▶ _EXERCISE PROMPT_: Please quote each of the following lines word for word, leaving every character unchanged.

========================

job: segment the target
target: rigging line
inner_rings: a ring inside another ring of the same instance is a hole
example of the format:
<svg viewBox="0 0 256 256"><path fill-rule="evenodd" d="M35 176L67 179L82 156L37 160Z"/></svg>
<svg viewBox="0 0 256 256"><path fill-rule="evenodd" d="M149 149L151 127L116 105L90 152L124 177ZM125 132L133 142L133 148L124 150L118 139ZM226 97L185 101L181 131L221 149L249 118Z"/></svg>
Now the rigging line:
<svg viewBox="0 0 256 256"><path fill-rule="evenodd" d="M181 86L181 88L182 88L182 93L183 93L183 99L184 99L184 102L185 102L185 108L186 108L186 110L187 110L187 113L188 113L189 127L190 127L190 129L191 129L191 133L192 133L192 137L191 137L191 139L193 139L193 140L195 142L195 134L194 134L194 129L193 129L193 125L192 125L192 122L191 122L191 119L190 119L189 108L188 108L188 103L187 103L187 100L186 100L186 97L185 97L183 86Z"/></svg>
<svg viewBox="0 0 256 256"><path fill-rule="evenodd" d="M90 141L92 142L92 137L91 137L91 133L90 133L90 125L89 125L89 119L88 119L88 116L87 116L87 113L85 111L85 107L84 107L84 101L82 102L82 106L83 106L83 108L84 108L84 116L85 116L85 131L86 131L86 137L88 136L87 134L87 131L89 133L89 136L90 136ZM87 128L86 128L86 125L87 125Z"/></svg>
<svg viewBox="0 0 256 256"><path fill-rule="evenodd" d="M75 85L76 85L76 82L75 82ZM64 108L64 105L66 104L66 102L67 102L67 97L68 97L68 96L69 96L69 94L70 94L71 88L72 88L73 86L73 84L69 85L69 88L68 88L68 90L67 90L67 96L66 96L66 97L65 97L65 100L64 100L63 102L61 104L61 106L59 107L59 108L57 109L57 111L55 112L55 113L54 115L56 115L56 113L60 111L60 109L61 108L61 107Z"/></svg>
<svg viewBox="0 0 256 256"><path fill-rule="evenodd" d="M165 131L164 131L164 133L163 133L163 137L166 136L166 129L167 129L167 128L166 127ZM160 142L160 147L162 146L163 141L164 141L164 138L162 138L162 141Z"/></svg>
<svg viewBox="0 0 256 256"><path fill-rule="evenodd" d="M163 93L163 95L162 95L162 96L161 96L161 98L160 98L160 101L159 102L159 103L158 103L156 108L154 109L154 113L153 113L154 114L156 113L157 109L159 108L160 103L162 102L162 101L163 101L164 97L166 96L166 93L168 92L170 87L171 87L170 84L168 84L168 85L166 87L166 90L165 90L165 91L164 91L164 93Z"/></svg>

========================

▶ _THE REPLY_:
job: segment the target
target: rigging line
inner_rings: a ring inside another ring of the same instance is a hole
example of the format:
<svg viewBox="0 0 256 256"><path fill-rule="evenodd" d="M35 176L67 179L82 156L37 160Z"/></svg>
<svg viewBox="0 0 256 256"><path fill-rule="evenodd" d="M149 149L151 127L116 105L90 152L124 177ZM125 132L133 142L133 148L124 150L118 139ZM226 97L185 101L181 131L221 149L249 118Z"/></svg>
Now the rigging line:
<svg viewBox="0 0 256 256"><path fill-rule="evenodd" d="M181 86L181 88L182 88L182 93L183 93L183 99L184 99L184 102L185 102L185 108L186 108L186 110L187 110L187 113L188 113L189 127L190 127L190 129L191 129L191 133L192 133L192 137L191 137L191 139L193 139L193 140L195 142L195 134L194 134L194 129L193 129L193 125L192 125L192 122L191 122L191 119L190 119L189 108L188 108L188 103L187 103L187 100L186 100L186 97L185 97L183 86Z"/></svg>
<svg viewBox="0 0 256 256"><path fill-rule="evenodd" d="M90 141L92 142L92 137L91 137L91 133L90 133L90 125L89 125L89 119L88 119L88 116L87 116L87 113L85 111L85 107L84 107L84 101L82 102L82 106L83 106L83 108L84 108L84 116L85 116L85 131L86 131L86 137L88 136L87 134L87 131L89 133L89 136L90 136ZM87 128L86 128L86 125L87 125Z"/></svg>
<svg viewBox="0 0 256 256"><path fill-rule="evenodd" d="M75 85L76 85L76 82L75 82ZM64 108L64 105L66 104L66 102L67 102L67 97L68 97L68 96L69 96L69 94L70 94L71 88L72 88L73 86L73 84L69 85L69 88L68 88L68 90L67 90L67 96L66 96L66 97L65 97L65 100L64 100L63 102L61 104L61 106L59 107L59 108L57 109L57 111L55 112L55 113L54 115L56 115L56 113L60 111L60 109L61 108L61 107Z"/></svg>
<svg viewBox="0 0 256 256"><path fill-rule="evenodd" d="M165 131L164 131L164 133L163 133L163 137L166 136L166 129L167 129L167 128L166 127ZM160 142L160 147L162 146L163 141L164 141L164 138L162 138L162 141Z"/></svg>
<svg viewBox="0 0 256 256"><path fill-rule="evenodd" d="M163 93L163 95L162 95L162 96L161 96L161 98L160 98L160 101L159 102L159 103L158 103L156 108L154 109L154 113L153 113L154 114L156 113L157 109L159 108L160 103L162 102L162 101L163 101L164 97L166 96L166 93L168 92L170 87L171 87L170 84L168 84L168 85L166 87L166 90L165 90L165 91L164 91L164 93Z"/></svg>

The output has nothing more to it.